**Instructions for the task**.
Without the pictures, reproduce the records that follow exactly.

── Entries supplied ──

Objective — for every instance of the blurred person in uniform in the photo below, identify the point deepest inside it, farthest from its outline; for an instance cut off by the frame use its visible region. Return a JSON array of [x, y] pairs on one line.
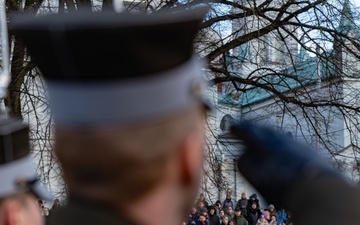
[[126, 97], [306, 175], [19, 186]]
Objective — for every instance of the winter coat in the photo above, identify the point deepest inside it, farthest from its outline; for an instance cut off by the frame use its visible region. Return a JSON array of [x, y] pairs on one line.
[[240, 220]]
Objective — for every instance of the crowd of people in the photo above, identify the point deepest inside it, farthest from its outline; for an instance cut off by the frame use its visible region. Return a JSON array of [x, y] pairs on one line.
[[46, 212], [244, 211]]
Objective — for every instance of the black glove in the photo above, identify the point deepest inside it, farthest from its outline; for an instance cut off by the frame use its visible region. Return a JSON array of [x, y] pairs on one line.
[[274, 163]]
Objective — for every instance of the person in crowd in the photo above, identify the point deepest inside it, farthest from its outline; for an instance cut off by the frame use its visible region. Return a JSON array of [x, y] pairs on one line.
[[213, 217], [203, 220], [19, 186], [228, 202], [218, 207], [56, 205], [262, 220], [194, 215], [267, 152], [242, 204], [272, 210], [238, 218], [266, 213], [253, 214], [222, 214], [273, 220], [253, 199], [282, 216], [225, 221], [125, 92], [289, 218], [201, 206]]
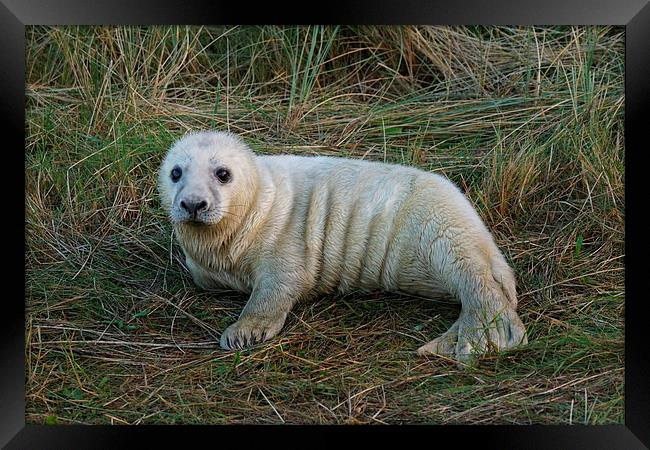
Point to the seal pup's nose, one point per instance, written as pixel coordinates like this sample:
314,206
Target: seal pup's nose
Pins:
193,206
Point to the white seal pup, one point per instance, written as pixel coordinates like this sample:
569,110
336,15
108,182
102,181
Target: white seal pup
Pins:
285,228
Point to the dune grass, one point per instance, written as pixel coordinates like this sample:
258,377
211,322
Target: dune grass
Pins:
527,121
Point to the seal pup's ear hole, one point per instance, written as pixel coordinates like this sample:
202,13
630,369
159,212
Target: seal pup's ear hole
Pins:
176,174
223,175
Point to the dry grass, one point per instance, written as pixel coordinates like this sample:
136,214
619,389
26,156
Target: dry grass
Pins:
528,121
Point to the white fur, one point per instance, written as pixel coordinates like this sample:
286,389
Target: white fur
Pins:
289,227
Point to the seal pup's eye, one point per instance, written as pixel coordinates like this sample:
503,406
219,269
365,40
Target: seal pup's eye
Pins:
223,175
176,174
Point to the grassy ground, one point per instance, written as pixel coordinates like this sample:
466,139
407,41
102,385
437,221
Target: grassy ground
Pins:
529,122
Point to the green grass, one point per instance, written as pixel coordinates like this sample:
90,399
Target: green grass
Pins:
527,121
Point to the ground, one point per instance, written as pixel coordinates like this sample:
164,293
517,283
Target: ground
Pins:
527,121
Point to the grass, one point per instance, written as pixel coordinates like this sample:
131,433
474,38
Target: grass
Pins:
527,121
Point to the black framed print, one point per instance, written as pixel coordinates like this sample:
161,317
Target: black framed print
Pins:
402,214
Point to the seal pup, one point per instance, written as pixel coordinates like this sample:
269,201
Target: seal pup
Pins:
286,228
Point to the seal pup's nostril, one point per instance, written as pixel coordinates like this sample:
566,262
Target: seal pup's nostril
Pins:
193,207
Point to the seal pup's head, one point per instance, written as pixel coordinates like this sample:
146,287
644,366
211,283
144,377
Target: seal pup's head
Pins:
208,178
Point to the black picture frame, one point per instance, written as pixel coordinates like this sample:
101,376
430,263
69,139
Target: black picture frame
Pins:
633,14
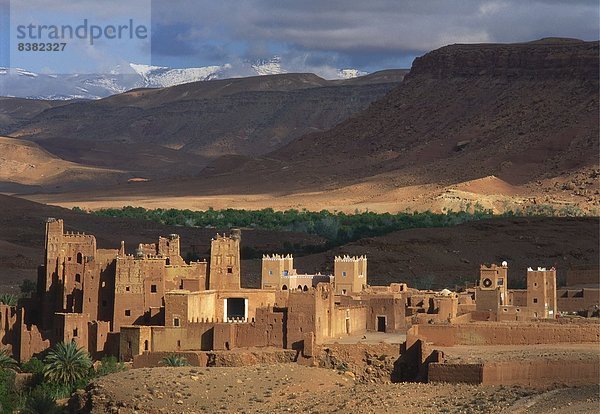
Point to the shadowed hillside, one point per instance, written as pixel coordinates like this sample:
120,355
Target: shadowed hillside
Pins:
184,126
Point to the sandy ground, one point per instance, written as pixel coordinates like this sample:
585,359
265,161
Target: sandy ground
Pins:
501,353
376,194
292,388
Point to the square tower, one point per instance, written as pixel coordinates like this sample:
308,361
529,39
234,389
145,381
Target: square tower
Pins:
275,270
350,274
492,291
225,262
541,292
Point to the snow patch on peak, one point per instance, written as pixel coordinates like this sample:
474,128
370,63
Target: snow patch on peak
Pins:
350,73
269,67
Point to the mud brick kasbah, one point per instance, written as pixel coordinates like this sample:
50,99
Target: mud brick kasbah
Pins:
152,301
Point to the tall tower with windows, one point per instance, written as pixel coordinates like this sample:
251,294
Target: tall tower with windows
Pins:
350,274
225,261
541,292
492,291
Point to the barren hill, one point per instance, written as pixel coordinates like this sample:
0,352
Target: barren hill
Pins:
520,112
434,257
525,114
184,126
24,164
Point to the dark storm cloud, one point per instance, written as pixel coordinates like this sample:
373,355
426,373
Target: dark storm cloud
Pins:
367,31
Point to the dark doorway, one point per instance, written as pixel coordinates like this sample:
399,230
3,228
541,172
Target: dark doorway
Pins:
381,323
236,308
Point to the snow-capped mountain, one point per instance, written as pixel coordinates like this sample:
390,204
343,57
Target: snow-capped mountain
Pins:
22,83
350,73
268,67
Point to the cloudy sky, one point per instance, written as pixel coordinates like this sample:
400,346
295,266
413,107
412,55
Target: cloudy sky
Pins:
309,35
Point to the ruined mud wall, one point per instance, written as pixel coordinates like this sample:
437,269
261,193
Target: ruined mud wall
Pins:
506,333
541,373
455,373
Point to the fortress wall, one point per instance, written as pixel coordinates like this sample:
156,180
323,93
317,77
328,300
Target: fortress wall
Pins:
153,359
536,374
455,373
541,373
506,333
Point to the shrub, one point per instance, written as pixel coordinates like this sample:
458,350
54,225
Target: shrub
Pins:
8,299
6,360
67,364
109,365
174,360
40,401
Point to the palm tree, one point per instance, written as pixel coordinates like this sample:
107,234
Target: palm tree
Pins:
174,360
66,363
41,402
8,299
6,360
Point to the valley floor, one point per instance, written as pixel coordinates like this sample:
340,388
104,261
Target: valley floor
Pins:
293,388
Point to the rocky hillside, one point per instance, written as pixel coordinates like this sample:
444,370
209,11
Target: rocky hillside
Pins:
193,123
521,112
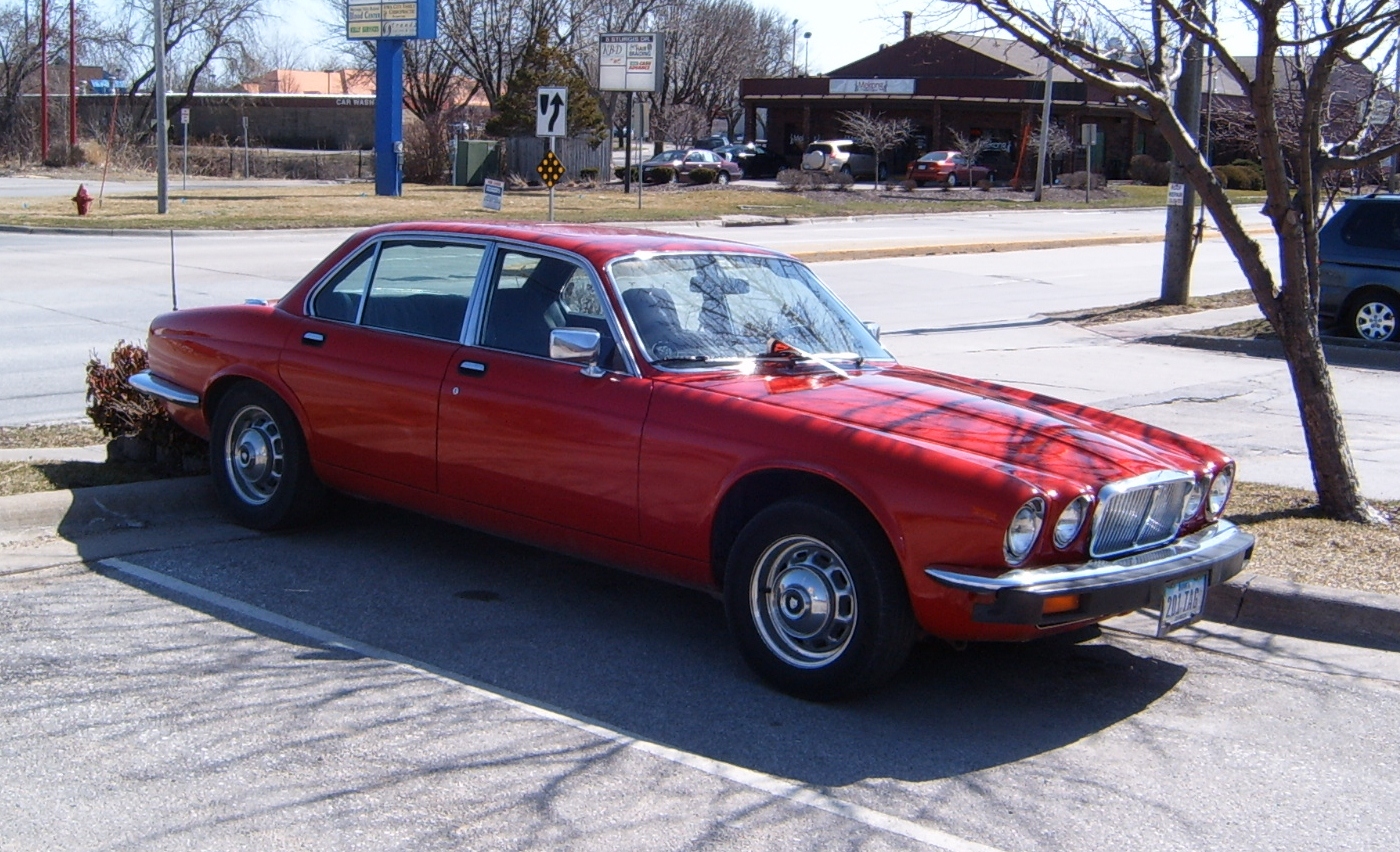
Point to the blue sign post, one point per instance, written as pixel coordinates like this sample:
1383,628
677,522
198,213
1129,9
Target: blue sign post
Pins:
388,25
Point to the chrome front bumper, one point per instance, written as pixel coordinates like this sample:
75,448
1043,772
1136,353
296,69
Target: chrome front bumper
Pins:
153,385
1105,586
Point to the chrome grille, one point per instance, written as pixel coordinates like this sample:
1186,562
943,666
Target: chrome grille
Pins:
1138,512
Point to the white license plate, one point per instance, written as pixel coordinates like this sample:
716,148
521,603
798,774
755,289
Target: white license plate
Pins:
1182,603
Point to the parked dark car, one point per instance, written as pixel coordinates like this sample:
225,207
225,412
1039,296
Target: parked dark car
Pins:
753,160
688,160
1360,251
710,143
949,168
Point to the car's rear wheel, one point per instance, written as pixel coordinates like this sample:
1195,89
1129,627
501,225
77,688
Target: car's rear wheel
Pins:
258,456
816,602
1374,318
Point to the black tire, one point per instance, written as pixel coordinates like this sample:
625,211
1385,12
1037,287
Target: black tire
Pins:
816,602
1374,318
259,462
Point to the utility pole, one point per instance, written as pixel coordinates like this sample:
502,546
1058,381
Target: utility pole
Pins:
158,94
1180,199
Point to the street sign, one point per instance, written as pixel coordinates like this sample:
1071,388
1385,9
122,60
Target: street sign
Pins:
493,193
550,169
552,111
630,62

───

**Expected answer**.
Objective — for every instance of the blurred person in uniform in the photo below, identify the point deepest inside it, farthest from its outline; for an instance cut off by the frame use its visible region. Return a JSON array of [x, y] pairs on one line.
[[126, 97], [306, 175], [19, 186]]
Objective — for every instance of the winter coat in the photo above, identify the point deepest inside it, farthest from its outline; for an instance cut off by the frame use its visible region. Return a JSON array of [x, y] pairs on one line.
[[240, 220]]
Objective — for every instance of the crowd of people in the photo above, identify the point deepest inside it, farthest from its outline; for an instance cut off by the frame use its visible region. Return a JSON array of [x, y] pairs on one line.
[[46, 212], [244, 211]]
Objective — for every instance of the black glove in the photo above, identify the point deepest inside it, farthest from its outline; for an instance cut off by the frame use its visible region. Return a JSON array of [x, y] pairs on one line.
[[274, 163]]
Objective — for every instance of the person in crowd in the photo above, identify the point deepest inside it, farthest from its outline; for an instance cut off by the frame use its visible region. Return a JSON array of [x, y] pairs on one line.
[[213, 217], [203, 220], [19, 186], [228, 202], [218, 207], [56, 205], [262, 220], [194, 215], [267, 152], [242, 204], [272, 210], [238, 218], [266, 213], [253, 214], [222, 214], [273, 220], [253, 199], [282, 216], [225, 221], [125, 92], [289, 218], [201, 206]]
Point to the seal pup's nose, one point per instance, written as pixel coordinates like this sample:
314,206
Target: seal pup's nose
Pins:
193,206
Point to the white seal pup, one point per instance, written as pixel coordinates like this sample:
569,110
336,15
108,182
102,181
Target: white seal pup
Pins:
285,228
Point to the dune grass, one point per instance, written as pixel coordinates like this sample:
258,377
211,322
Target: dune grass
Pins:
527,121
Point to the seal pup's ear hole, one point per instance, written as pixel coordinates like this sample:
202,13
630,369
159,212
Target: seal pup's ear hole
Pins:
176,174
223,175
Point to the dry grass, one point per instance, written as pixel coordinates like this sample:
136,214
619,389
26,156
Target: dry grass
Pins:
528,121
Point to the white fur, one point per instance, written as pixel coordinates like this sample:
286,389
Target: white fur
Pins:
289,227
Point to the seal pup's eye, one point per instance, written as pixel coordinates like this sample:
503,406
219,269
365,40
Target: seal pup's eye
Pins:
223,175
176,174
Point to the grassy ground, one point per instance, written as pixel coordinates like this sample:
466,139
407,41
102,385
437,221
Target: grassy ground
Pins:
529,122
Point to the green grass, one point per instance, written as pixel coordinates like this sample:
90,399
Target: green grass
Pins:
527,121
Point to the ground, one point per instance, written as pixel coordinates like this sample:
164,293
517,283
Target: ground
Pins:
527,121
Point to the grass, one point per instance, written as pixel coordinates like this sample:
131,433
474,38
Target: grass
Pins:
527,121
Point to the black framed print, one point per instance, written as pixel coordinates like this sample:
161,317
Target: black framed print
Pins:
402,214
Point to the seal pup, one point per instance, written as pixel coordinates like this sample:
269,201
Target: seal pup
Pins:
286,228
Point to the seal pup's nostril, one point per instance, written as pixel coordinates like this sample:
566,262
Target: seal pup's nostril
Pins:
193,207
Point to the seal pup's head, one point per instance, written as pixel coordinates like this sample:
146,287
644,366
211,283
144,377
Target: seal pup's head
Pins:
208,178
Point to the black picture frame, one point per instance, written as pixel coordinates like this sample:
101,376
430,263
69,139
Target: black picture frame
Pins:
633,14
Point to the shadowed hillside, one point per instance, written as pixel coordinates like this sample:
120,355
Target: shadowed hillside
Pins:
184,126
Point to the sandy ground, one point per instance, written as pixel coordinates like this sample:
585,359
265,161
Target: sandy ground
Pins:
501,353
376,194
292,388
Point to the square tower, one point per instance, written as pixel coordinates like this sample:
308,361
529,39
234,389
145,381
Target: square tower
Pins:
275,270
350,274
492,291
225,262
541,292
Point to the snow patch on peak, one point per instance, written as pixel coordinates like this sample:
474,128
370,63
Target: snow patch on peak
Pins:
350,73
269,67
Point to the mud brick kasbah, one point per instance, written as pixel coordinates like this sample:
50,99
Target: mud brick kasbah
Pins:
152,301
Point to the tall tower with windows, one point per instance, written as pixel coordinates like this sample:
251,294
Target: tall tower with windows
Pins:
350,274
225,261
541,292
492,291
Point to the barren hill, one point per instance, written as pixel coordinates like this sample:
0,352
Target: barren hill
Pins:
520,112
434,257
525,114
184,126
24,164
Point to the dark storm cloud, one point per instance, written as pixel coordinates like this sample:
373,355
426,373
Target: dark storm cloud
Pins:
367,31
Point to the dark doorway, one point per instance, written as pixel coordinates like this sample:
399,230
3,228
541,172
Target: dark doorway
Pins:
381,323
236,308
Point to the snow-capped mountain, one point per instance, written as pixel coordinates like this sample:
390,204
343,57
Target: snow-capped mountain
Pins:
22,83
350,73
268,67
Point to the cloudy sky, one point per instance, written as pixel coordinates like this sample:
400,346
295,266
413,107
412,55
Target: cloudy sky
Pins:
309,35
Point to the ruined mud wall, one point per instance, written as pixel coordinates like this sample:
437,269
261,193
Target: ruined mud wall
Pins:
506,333
541,373
455,373
Point to the fortress wall, one point per instance, written as pixel coordinates like this sample:
156,180
323,93
317,77
328,300
Target: fortress wall
Pins:
153,359
536,374
455,373
541,373
506,333
Point to the shrub, one point per instance, written as pixel coordinates like this sample:
458,350
54,225
Target: shrub
Pins:
8,299
6,360
67,364
109,365
174,360
40,401
Point to the palm tree, one point per instance, written as pixel coordinates like this sample:
107,234
Target: palm tree
Pins:
174,360
66,363
41,402
8,299
6,360
Point to the valley floor, one point per instance, written as pixel coordinates like this sample:
340,388
104,261
Target: valley floor
Pins:
293,388
Point to the rocky hillside, one point per instance, written as pixel coordinates like this sample:
444,370
209,11
Target: rocky hillside
Pins:
193,123
521,112
Point to the blue sign post, one point per instance, written as pixel coordinates like this sample:
1383,628
677,522
198,213
1129,9
Target: blue sign post
Pins:
388,25
Point to the chrome front bumper, one point per instance, written as pixel coordinates like this sample:
75,448
1043,772
1136,353
296,69
Target: chrome front bumper
Pins:
153,385
1105,586
Point to the chrome grille, one point per instance, written as pixel coordinates like this sample:
1186,562
943,666
Target: chrome grille
Pins:
1138,512
Point to the white license plate, one point per instance, written as pixel coordinates like this sample:
716,148
521,603
798,774
755,289
Target: white license plate
Pins:
1182,603
Point to the parked dark car, one point per instance, written as pixel coordinates like this sample:
225,207
225,412
1039,296
Target: parked dark car
Pins:
753,160
688,160
1360,251
710,143
949,168
Point to the car's rear wheel, one point per instance, written as pixel coordinates like this sample:
1195,89
1129,627
501,225
77,688
Target: car's rear wheel
Pins:
258,456
816,602
1374,318
Point to the black tire, one point per instance, written as pixel coordinates like this sample:
625,211
1385,12
1037,287
Target: black tire
Pins:
816,602
1374,318
259,462
Point to the utility pole, one point per instance, written as pixel coordinates like this sample:
502,546
1058,381
Target: utility pole
Pins:
158,94
1180,199
Point to the street sign, one point per instance, written as pixel coordinates like this sample:
1071,388
1385,9
122,60
Target: street sign
Pins:
493,193
550,169
552,111
630,62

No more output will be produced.